▸ Instructions to follow
Read the article about novelist Reynolds Price and list each theme it says "Blue Calhoun" deals with.

▸ Text segment
****
A Novelist's `Front Porch' World

IN the South of novelist Reynolds Price, where humor, scandal, and dignity sit alongside each other like family members passing time on a front porch, you can get nostalgic for a life you may never have even had.

The Carolina author's stories are rooted in a familial archaeology most readers fondly recognize but few experience anymore.

Apparently even fewer still will be writing about it, if Mr. Price's experience is any indication.

"I sometimes work an experiment with my students and say, `Does any one of you know the maiden name of either of your grandmothers?' " says the author, who teaches English at Duke University here. "And I almost never find one who does."

And when he asks students to write about the kinds of emotional situations that interest and affect them most, Price says, "I find that they almost never choose to write about anything that has to do with family.... It's never a theme anymore."

Those times, so richly detailed in Price's own work, when a child lays his head on his mother's lap to learn the family folklore, are being abandoned in the breakup of families and the "death grip" of television, he observes.

The Monitor interviewed Price just before the publication of "Blue Calhoun," his new novel about a man's struggle to reconcile his conflicting love for his family and his obsession with a young girl.

Price sat in his living room here before a wall crammed with a gallery of people and places near and dear - that network of roots that is key to his stories.

In a wide-ranging discussion, he touched on everything from his students' writing (dulled by television, he says) to his own writing (more productive now than before cancer surgery left him in a wheelchair in 1984).

"Blue Calhoun," like so many of his stories, is grounded in the 1950s and the sense of hope characteristic of that period. Though it deals with the themes of child abuse, infidelity, alcoholism, and the suffering the title character causes himself and his loved ones, there still is a sense of forgiveness and redemption on this "good earth," a term Price uses often.

Price considers the new book to be a companion piece to his 1986 novel, "Kate Vaiden," which won the National Book Critics Circle Award. The title character of that novel was modeled partly after his mother and her eccentricities, and the story was told in a woman's voice.

Both Kate and Blue were born in the 1920s and shared the Depression, World War II, and the South through the civil-rights movement.

Kate, an independent woman who would leave town to clean her slate, and Blue, who had similar problems dealing with life's complications, are what he calls "secret outlaws."

"They're both the kind of person that fascinated and entranced me in my childhood - the sort of person who lives a life that is apparently reasonably conventional, but in fact they're having an emotional life that is in some ways reckless and in some ways daring and even forbidden. And they both pay quite extensively for their outlaw natures."

With a hearty laugh that brings tears to his eyes, he says, "I think we all like to read about outlaws more than we like to read about in-laws."

Just as in some literature, a sense of danger or evil can lurk around corners, in Price's writing there is a constant sense of the underlying goodness of characters. This may have something to do with his coming of age in the 1950s.

"There was a certain survival of American innocence, a certain sense of almost infinite possibility in the 1950s," he recalls.
****
▸ Information given

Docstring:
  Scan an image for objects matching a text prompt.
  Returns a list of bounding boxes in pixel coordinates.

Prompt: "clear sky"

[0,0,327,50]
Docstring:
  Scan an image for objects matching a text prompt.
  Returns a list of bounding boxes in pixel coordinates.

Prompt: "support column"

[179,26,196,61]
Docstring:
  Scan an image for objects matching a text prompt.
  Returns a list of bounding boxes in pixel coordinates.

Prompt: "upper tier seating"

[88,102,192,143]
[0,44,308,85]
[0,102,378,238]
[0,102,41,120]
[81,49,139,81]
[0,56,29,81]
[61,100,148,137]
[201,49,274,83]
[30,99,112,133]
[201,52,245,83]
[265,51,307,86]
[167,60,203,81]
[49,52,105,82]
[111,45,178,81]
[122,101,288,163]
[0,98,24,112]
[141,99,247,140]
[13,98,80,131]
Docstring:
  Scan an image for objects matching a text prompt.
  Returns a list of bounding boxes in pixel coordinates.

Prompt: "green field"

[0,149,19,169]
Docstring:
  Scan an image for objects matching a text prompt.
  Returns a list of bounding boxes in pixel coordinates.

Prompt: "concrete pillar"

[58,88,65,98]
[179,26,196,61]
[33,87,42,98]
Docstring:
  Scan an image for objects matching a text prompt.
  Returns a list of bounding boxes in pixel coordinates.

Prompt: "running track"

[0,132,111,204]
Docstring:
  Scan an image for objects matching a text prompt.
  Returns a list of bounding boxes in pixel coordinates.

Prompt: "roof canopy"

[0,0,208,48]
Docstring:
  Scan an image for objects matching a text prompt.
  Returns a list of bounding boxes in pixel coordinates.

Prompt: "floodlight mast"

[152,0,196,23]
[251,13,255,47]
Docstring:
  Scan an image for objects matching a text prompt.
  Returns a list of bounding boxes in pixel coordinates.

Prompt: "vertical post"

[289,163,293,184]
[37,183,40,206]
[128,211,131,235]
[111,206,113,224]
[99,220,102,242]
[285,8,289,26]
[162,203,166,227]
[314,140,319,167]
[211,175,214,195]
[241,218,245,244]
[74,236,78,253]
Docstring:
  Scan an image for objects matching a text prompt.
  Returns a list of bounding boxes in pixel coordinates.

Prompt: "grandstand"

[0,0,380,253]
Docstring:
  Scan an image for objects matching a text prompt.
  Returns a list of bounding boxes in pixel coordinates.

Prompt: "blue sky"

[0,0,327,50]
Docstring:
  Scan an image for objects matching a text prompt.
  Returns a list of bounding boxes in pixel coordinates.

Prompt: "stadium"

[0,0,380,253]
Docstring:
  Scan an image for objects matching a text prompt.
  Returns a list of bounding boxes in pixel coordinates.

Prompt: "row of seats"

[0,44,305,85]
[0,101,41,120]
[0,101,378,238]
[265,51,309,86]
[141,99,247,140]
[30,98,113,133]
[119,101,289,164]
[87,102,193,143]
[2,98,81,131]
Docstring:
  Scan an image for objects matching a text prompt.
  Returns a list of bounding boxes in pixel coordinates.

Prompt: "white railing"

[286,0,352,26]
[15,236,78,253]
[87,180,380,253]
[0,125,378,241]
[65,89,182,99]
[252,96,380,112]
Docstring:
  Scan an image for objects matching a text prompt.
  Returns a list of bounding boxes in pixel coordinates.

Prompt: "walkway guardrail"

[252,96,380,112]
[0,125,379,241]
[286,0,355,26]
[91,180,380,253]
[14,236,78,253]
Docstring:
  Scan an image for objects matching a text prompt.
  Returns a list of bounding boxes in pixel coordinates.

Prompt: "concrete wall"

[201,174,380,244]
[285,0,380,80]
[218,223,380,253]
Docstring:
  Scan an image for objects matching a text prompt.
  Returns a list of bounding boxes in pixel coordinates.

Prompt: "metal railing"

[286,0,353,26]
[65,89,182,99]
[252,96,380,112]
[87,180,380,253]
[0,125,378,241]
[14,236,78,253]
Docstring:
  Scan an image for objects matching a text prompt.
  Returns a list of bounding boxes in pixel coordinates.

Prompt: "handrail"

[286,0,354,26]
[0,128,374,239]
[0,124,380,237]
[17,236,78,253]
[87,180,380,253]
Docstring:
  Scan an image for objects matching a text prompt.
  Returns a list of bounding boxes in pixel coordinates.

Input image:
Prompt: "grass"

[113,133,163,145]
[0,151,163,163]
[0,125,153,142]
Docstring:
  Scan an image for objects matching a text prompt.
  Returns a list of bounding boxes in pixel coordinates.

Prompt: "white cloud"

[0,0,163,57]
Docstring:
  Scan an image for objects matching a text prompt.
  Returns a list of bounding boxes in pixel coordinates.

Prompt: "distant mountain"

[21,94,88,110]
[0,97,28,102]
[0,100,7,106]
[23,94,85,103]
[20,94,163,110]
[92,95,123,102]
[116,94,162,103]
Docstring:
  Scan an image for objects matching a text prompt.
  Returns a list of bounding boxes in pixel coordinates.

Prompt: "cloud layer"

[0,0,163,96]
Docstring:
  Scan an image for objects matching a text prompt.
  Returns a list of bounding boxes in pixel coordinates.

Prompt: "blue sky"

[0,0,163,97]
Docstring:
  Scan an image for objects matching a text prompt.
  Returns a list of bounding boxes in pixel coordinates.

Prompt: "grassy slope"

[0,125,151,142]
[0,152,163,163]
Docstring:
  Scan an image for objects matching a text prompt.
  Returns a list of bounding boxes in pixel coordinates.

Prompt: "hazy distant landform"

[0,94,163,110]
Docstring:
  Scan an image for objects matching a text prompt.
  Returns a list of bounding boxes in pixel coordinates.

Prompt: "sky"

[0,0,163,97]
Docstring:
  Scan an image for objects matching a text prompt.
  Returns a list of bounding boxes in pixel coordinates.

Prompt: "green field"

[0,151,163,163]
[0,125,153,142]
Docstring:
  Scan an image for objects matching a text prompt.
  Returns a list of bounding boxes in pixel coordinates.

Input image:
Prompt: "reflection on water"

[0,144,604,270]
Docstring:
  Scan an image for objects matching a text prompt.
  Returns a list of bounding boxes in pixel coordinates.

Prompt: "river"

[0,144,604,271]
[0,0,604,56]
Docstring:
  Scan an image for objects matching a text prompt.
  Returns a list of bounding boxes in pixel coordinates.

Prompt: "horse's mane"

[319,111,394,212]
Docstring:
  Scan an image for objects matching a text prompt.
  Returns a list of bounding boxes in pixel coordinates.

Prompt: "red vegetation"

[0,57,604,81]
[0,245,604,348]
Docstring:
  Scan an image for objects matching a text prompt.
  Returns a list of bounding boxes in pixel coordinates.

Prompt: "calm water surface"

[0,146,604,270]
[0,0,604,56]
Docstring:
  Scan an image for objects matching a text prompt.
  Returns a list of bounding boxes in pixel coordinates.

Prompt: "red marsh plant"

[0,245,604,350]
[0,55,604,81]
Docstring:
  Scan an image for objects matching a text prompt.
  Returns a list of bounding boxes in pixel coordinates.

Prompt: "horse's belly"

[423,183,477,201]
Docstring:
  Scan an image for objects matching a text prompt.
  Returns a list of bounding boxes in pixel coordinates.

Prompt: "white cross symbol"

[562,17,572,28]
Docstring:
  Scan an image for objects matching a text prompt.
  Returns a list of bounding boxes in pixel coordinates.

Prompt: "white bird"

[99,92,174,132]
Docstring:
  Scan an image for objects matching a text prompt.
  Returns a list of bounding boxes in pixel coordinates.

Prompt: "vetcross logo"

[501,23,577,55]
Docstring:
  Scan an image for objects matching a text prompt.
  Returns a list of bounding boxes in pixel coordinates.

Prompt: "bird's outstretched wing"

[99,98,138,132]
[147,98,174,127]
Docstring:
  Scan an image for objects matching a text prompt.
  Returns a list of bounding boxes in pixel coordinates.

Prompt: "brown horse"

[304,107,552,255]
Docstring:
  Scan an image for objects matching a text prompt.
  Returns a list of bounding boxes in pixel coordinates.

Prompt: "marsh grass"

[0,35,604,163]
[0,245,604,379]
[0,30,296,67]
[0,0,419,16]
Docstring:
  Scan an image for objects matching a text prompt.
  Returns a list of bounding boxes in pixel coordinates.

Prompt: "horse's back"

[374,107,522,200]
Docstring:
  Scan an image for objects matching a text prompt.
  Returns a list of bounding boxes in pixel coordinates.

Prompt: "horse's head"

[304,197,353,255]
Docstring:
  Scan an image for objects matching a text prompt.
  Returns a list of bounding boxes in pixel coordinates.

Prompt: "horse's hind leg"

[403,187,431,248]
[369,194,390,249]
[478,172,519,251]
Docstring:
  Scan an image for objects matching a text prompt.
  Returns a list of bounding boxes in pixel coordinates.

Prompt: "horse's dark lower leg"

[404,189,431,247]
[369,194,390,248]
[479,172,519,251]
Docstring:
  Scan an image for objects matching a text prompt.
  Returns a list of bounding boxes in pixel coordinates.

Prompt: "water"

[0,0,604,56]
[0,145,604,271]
****
▸ Reply
- Child abuse
- Infidelity
- Alcoholism
- The suffering the title character causes himself and his loved ones